Object location annotation records
==*==

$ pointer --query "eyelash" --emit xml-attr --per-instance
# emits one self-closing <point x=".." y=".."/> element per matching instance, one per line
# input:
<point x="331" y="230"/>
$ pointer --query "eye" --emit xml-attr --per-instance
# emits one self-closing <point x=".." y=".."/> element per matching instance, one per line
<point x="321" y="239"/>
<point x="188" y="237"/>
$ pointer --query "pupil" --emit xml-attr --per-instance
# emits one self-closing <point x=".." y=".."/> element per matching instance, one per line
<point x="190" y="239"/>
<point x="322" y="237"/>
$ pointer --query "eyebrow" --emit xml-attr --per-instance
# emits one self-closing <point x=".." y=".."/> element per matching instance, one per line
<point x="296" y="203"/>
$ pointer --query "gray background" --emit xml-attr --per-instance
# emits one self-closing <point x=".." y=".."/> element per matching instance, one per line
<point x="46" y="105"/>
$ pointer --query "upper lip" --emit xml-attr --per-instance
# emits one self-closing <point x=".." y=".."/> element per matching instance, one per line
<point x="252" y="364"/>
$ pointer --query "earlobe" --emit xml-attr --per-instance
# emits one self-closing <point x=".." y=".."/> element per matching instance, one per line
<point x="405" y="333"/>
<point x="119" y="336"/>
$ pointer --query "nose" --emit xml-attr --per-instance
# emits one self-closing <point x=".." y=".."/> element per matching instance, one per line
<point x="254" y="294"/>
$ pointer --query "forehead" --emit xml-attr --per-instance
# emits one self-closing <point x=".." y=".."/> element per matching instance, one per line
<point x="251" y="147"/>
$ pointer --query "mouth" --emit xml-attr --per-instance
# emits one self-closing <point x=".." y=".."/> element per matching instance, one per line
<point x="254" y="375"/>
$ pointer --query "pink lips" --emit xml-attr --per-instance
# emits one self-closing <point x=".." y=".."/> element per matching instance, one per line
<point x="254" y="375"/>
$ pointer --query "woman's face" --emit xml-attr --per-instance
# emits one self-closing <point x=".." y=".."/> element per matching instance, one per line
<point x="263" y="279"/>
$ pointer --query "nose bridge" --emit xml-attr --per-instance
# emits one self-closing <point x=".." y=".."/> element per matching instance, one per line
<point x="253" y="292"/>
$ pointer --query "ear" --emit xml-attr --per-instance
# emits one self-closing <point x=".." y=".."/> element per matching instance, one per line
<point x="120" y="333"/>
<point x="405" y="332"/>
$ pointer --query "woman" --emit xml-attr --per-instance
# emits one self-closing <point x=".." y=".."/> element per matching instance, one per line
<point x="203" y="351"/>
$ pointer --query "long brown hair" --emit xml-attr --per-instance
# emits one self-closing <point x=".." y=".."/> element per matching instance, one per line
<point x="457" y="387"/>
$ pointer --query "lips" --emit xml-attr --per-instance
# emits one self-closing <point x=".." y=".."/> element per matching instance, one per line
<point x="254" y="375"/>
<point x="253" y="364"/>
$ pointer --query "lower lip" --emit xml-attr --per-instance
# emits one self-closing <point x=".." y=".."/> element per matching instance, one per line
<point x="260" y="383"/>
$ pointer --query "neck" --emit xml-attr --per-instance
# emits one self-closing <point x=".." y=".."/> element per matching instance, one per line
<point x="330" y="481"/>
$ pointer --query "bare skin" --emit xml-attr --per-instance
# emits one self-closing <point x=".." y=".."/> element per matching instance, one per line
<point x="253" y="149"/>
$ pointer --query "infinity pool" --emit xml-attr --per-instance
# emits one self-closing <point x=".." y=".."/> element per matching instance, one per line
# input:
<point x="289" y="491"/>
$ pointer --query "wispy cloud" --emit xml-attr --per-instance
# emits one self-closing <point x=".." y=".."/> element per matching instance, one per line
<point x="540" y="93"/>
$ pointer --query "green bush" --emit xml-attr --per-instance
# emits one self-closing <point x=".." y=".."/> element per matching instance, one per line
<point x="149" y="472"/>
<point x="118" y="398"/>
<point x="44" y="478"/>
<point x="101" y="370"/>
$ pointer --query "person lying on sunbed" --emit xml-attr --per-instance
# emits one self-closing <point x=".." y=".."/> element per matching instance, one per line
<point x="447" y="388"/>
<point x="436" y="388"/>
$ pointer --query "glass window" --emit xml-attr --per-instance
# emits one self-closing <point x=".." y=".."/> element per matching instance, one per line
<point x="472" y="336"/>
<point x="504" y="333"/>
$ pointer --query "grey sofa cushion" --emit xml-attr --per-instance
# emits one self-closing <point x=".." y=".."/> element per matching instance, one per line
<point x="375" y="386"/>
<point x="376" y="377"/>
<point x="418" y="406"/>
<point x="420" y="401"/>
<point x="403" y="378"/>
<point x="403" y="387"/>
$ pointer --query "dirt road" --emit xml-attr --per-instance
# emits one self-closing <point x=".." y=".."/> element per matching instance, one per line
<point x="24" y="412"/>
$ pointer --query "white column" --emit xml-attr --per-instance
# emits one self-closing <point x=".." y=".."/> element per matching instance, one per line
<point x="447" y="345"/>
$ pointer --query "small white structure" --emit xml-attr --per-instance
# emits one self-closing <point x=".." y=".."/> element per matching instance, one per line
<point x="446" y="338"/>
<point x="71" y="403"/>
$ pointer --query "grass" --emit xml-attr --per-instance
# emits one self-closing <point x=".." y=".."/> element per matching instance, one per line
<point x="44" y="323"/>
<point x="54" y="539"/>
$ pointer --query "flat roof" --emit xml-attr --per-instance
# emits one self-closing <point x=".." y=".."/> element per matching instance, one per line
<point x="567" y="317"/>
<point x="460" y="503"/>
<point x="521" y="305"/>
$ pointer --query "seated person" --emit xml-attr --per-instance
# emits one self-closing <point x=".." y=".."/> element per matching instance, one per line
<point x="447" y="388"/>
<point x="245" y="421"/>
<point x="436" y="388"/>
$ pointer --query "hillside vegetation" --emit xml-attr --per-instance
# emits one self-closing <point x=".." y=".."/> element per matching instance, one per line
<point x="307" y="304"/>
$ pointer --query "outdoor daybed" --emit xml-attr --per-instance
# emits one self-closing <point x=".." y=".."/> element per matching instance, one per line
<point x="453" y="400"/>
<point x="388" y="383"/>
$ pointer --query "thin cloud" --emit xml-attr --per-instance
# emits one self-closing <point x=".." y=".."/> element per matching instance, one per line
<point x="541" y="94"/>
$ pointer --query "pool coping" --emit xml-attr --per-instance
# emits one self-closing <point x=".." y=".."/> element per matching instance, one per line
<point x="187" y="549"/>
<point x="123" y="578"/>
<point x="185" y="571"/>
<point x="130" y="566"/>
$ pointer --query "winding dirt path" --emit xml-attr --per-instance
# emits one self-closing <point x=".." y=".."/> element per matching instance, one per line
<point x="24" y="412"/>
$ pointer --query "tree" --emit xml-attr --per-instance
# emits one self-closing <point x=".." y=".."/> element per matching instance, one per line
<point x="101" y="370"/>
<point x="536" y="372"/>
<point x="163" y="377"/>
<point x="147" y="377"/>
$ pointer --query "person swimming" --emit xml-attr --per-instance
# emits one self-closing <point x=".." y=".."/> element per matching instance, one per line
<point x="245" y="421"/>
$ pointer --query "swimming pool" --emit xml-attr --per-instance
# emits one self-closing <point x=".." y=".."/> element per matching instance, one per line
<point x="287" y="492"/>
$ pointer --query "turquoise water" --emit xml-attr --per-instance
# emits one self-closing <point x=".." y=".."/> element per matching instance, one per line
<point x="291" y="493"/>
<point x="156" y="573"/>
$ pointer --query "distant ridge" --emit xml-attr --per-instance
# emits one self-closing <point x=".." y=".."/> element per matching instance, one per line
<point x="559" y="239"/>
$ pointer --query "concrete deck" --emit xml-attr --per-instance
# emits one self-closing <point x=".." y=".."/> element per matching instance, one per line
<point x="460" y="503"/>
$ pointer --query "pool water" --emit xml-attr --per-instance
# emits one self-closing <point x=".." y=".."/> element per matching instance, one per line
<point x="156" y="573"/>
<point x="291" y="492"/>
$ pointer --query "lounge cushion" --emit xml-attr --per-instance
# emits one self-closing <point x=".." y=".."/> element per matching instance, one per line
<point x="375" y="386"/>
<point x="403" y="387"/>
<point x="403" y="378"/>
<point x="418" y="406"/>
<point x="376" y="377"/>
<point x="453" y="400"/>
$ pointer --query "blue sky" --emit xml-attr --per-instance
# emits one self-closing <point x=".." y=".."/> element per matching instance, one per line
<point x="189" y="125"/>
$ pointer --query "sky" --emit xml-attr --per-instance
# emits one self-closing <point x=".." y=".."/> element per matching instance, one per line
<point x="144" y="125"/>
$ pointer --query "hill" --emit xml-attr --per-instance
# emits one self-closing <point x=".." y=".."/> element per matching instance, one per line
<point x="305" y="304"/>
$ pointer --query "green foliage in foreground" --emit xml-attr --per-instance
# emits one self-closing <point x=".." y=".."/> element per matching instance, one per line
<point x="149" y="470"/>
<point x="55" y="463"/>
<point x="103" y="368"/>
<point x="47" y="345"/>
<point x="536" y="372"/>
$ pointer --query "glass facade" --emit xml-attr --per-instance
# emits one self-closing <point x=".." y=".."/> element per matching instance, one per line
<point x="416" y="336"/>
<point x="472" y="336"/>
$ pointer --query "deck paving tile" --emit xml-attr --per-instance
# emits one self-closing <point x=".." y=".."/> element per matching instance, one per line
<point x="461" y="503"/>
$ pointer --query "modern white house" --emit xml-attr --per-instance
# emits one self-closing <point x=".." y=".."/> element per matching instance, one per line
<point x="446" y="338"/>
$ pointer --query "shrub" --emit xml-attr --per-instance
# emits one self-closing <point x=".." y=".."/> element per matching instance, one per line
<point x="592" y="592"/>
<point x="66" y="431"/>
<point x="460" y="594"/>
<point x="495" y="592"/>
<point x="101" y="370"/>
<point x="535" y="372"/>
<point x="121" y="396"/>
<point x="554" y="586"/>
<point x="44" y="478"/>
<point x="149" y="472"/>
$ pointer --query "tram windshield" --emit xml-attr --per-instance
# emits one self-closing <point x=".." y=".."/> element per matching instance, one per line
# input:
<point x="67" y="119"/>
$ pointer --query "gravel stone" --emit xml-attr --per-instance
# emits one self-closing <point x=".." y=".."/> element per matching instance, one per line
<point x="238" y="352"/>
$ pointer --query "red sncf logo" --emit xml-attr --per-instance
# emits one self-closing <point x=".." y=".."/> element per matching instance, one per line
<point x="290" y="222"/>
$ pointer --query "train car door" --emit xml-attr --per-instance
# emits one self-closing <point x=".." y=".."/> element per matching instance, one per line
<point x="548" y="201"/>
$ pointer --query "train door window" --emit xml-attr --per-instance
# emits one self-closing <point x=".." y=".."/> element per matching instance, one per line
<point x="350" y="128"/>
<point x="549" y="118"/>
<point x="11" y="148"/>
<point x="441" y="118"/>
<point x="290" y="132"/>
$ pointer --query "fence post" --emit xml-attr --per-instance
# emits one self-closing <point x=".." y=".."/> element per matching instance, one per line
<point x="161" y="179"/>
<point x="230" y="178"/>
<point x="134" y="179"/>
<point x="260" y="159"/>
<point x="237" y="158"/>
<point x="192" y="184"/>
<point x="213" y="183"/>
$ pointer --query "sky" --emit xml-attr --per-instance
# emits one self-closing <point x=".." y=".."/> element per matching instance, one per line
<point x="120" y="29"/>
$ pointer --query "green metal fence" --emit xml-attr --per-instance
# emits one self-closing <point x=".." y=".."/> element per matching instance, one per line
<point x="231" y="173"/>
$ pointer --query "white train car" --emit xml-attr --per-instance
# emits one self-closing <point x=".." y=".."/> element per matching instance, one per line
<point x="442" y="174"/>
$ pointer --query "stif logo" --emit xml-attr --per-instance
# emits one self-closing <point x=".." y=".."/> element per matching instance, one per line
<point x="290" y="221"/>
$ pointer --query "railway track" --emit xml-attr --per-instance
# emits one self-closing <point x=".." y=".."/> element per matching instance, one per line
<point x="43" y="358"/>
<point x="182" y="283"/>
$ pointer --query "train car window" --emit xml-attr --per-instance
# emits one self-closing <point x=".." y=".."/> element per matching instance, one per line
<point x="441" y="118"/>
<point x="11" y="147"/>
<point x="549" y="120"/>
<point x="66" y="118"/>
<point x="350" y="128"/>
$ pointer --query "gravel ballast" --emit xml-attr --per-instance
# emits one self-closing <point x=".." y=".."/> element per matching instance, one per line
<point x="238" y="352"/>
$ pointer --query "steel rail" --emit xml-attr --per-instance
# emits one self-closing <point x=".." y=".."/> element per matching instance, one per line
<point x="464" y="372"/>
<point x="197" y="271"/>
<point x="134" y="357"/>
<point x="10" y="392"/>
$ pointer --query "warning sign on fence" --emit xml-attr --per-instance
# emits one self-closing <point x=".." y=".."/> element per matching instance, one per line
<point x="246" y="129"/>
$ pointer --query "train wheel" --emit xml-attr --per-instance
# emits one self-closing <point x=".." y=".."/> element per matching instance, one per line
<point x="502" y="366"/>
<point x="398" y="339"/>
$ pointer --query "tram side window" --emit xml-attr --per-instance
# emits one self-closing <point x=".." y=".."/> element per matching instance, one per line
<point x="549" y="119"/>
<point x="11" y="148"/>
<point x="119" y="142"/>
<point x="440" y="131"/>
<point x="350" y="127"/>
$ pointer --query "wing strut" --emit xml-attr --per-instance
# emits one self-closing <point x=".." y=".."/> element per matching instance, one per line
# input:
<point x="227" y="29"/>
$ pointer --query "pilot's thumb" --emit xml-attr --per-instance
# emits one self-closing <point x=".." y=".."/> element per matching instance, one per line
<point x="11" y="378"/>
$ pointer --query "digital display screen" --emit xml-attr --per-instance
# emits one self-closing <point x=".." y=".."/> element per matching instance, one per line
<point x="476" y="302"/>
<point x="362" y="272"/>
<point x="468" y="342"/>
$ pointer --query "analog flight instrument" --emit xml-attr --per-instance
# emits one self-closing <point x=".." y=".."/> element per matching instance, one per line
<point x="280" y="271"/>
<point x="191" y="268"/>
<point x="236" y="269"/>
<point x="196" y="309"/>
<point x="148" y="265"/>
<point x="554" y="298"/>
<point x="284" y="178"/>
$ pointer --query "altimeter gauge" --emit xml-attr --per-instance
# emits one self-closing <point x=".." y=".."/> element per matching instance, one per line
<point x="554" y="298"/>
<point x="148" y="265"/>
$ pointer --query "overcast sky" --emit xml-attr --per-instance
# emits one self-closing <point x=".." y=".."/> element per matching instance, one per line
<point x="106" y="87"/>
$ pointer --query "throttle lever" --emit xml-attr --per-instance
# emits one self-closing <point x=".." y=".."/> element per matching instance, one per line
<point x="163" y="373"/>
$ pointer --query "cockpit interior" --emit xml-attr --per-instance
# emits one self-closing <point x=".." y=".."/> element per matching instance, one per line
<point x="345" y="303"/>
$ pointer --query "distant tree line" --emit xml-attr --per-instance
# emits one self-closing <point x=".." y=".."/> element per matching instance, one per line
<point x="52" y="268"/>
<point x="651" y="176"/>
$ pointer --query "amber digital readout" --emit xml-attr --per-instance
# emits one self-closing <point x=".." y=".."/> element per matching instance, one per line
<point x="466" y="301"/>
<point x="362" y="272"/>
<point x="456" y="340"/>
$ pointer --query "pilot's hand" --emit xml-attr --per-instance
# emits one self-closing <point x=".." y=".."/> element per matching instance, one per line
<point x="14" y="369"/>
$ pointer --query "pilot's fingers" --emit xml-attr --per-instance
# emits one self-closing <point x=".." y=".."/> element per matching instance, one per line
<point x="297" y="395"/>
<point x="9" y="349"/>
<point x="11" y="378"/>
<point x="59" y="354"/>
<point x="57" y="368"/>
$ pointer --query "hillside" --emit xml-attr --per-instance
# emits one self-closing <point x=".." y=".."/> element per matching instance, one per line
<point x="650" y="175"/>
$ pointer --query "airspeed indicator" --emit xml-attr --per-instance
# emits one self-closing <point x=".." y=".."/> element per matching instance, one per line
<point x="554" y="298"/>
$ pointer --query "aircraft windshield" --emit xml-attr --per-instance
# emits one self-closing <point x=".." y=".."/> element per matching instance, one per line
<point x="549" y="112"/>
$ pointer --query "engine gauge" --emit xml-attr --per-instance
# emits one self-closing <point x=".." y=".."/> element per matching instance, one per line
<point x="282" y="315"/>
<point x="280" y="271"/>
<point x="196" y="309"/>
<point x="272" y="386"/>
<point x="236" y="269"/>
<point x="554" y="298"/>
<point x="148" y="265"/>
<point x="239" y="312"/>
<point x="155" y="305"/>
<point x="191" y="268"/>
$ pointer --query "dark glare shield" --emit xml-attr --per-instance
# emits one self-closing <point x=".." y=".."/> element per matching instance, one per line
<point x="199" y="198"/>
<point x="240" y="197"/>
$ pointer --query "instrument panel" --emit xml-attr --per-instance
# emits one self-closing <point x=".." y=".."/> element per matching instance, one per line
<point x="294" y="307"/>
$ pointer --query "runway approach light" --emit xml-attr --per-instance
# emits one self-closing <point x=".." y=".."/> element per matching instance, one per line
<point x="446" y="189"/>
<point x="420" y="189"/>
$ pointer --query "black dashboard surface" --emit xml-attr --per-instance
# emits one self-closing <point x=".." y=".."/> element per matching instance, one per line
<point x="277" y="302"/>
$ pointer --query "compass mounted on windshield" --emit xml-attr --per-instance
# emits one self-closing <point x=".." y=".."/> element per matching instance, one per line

==*==

● Problem
Which lines in the records above contain the string "water"? Copy each one.

● Written answer
$ pointer --query "turquoise water" --emit xml-attr --per-instance
$ pointer --query "pool water" --emit xml-attr --per-instance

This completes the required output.